TASK INSTRUCTIONS:
After finding the line with "--detect fingernail --format json_objects" in the data below, set down exactly each line through the one with "--detect blurred background", inclusive, and stop there.

DATA SHOWN:
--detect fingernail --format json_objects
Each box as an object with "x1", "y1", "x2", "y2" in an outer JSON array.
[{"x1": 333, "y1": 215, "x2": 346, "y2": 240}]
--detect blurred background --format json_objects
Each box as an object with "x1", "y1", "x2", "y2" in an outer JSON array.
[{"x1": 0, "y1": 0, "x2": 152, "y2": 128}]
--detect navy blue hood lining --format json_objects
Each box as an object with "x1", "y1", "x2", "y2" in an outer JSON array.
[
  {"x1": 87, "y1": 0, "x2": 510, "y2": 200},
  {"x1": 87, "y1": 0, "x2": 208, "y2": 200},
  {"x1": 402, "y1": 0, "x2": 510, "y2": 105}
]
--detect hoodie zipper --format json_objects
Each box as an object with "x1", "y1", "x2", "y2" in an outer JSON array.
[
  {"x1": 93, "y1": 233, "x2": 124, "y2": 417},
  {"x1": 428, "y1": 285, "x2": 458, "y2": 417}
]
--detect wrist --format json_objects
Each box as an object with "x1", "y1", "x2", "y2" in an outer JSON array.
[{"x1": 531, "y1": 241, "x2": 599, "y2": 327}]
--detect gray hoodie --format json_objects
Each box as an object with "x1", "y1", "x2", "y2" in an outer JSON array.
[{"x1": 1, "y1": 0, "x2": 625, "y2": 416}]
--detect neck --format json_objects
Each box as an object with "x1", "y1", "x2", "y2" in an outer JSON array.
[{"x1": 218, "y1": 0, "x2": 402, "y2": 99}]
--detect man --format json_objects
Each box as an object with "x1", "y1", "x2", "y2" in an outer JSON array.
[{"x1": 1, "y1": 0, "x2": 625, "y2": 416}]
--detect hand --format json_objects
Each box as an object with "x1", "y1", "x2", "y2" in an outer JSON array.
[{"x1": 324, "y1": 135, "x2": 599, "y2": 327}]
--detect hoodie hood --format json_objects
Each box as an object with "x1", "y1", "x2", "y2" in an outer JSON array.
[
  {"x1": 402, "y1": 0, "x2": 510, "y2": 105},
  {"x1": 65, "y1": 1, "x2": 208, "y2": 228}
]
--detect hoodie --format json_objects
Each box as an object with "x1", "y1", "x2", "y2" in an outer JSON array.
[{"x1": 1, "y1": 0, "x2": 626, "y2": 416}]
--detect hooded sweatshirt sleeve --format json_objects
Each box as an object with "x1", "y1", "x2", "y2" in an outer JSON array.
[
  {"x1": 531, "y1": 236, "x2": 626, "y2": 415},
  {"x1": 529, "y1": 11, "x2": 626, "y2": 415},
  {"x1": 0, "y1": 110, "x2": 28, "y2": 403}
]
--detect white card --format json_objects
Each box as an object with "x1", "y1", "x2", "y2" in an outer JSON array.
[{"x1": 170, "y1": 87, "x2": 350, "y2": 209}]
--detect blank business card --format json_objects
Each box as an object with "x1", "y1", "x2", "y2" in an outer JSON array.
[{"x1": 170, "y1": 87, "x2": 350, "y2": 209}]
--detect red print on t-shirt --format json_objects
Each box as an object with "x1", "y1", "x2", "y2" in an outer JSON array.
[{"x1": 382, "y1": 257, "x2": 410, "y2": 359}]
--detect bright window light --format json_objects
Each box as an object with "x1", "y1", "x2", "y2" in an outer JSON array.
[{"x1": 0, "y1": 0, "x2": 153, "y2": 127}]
==
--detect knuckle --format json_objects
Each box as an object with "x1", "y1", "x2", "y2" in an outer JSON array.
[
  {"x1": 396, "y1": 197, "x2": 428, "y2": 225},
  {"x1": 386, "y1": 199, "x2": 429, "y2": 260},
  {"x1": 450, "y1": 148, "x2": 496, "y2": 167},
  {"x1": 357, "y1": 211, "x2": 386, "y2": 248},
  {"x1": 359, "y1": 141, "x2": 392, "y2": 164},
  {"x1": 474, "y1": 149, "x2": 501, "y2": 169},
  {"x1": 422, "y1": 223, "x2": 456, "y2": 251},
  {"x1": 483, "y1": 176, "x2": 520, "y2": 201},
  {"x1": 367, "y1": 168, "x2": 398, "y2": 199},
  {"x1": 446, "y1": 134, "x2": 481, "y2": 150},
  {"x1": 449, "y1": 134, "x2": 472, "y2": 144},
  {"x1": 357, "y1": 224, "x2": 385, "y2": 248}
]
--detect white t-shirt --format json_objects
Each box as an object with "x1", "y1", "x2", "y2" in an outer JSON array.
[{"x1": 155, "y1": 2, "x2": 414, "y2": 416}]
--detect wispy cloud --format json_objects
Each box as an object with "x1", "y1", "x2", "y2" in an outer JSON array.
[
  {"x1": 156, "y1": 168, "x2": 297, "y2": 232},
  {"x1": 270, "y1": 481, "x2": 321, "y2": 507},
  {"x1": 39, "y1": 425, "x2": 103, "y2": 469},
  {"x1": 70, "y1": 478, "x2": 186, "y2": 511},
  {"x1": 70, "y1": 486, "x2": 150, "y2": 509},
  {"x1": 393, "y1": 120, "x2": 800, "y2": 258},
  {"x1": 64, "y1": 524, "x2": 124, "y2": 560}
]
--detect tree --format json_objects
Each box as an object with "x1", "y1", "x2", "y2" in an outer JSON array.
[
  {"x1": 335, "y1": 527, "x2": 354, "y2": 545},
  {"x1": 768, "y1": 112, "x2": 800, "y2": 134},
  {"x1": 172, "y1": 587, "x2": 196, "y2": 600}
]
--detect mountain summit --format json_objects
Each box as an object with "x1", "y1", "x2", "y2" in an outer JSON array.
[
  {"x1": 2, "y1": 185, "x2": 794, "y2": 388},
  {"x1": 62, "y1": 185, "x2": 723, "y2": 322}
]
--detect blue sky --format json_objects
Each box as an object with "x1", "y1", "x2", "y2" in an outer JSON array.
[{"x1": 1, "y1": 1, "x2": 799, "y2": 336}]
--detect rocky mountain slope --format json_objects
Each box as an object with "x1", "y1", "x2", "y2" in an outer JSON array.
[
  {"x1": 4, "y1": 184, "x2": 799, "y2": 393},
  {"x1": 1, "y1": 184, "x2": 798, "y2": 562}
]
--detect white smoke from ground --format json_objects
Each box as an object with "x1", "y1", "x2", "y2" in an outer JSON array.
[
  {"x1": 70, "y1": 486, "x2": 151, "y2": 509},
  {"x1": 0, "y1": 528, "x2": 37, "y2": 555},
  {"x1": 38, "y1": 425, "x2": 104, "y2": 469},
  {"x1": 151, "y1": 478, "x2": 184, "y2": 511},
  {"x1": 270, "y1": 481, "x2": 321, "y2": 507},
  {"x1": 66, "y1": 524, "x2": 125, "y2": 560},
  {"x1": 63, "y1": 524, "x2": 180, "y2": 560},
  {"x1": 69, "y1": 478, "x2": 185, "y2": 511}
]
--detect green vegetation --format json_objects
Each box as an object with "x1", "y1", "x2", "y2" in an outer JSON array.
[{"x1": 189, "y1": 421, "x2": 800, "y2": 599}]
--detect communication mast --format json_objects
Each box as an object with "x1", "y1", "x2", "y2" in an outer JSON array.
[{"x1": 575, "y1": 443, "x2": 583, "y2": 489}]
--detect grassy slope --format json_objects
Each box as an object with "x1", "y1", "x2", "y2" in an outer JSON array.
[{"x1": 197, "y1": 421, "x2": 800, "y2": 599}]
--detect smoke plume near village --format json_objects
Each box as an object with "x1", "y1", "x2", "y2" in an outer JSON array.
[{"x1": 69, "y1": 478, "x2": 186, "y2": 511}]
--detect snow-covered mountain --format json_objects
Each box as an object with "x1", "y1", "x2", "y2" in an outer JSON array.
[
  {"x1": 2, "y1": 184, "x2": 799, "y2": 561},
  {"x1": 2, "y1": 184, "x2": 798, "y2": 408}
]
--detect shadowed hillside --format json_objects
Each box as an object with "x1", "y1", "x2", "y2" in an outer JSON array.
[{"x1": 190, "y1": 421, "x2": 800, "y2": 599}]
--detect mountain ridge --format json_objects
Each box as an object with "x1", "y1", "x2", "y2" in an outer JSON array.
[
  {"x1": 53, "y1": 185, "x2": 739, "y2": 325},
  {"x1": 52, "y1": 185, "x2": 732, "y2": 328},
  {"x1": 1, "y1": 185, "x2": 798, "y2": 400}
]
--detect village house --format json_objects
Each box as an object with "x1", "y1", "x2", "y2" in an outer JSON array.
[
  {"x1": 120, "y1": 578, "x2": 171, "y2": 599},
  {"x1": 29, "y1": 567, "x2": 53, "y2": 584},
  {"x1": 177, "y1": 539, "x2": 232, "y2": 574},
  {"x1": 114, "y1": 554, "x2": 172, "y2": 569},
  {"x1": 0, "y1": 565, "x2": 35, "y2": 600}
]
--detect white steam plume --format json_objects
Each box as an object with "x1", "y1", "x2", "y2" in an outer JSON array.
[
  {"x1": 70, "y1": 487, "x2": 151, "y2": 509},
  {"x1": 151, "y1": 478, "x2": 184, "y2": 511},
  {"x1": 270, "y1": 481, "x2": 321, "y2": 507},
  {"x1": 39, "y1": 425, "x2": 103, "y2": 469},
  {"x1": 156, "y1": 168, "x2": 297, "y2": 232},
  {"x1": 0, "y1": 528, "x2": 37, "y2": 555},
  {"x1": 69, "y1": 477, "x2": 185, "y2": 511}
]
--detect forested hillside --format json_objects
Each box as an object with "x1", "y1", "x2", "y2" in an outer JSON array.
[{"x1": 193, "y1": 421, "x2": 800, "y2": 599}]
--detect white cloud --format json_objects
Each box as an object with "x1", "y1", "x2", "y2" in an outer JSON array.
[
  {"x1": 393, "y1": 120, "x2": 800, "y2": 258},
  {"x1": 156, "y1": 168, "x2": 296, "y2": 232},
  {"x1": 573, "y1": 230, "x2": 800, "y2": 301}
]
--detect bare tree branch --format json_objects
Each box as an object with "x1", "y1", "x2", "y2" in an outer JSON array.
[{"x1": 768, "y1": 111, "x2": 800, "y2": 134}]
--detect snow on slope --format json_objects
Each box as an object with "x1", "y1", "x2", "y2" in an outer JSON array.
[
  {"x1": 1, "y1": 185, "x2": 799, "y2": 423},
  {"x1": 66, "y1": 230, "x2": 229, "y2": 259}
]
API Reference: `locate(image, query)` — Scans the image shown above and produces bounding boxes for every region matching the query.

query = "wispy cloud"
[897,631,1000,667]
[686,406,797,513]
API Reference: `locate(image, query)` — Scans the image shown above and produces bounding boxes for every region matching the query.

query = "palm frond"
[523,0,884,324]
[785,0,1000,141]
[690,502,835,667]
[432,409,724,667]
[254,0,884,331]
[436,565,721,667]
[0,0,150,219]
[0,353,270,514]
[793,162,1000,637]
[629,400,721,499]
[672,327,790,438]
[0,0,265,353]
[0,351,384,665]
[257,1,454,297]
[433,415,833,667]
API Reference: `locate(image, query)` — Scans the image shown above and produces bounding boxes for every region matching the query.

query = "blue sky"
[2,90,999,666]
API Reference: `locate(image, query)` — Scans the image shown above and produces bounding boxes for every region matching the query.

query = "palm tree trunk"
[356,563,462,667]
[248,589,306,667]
==
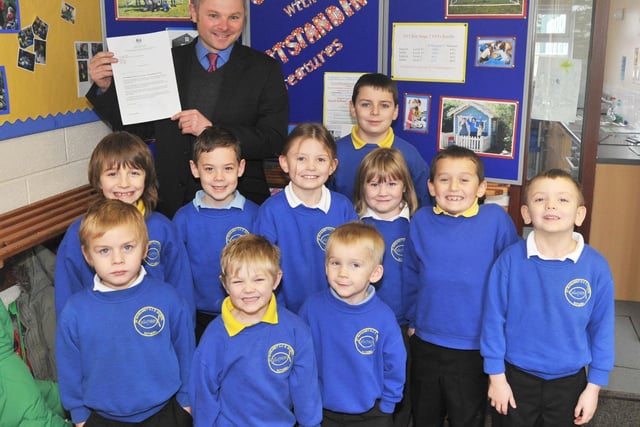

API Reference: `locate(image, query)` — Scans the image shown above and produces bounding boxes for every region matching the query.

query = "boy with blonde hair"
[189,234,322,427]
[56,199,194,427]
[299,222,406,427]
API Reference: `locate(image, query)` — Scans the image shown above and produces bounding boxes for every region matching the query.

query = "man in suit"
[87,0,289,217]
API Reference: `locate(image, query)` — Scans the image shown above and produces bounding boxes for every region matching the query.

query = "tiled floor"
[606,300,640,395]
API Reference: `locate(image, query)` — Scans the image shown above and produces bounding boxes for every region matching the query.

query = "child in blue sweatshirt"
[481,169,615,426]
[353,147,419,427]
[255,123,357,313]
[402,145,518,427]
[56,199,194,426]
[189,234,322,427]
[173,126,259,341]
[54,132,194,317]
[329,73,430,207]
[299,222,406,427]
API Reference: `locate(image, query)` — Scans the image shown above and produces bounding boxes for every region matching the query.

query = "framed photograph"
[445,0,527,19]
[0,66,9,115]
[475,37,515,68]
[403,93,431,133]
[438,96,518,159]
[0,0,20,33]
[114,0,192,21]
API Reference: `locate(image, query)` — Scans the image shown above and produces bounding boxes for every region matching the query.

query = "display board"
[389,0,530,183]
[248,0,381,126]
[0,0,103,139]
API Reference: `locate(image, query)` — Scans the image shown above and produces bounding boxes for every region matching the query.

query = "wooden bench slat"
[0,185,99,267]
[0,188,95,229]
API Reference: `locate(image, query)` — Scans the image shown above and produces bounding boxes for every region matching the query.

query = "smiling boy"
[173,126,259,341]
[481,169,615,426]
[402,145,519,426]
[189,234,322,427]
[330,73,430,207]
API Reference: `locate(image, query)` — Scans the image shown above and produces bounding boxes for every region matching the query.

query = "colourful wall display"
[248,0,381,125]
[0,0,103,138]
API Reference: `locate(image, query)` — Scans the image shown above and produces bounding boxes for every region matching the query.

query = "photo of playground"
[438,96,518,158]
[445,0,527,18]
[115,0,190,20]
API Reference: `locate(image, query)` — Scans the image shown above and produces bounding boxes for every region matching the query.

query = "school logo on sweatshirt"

WRITTEN SOLUTION:
--detect fingernail --format json_objects
Each box as an object with "x1", "y1", "x2", "y2" in an outer JSON array.
[{"x1": 333, "y1": 215, "x2": 346, "y2": 240}]
--detect blurred background --format json_objects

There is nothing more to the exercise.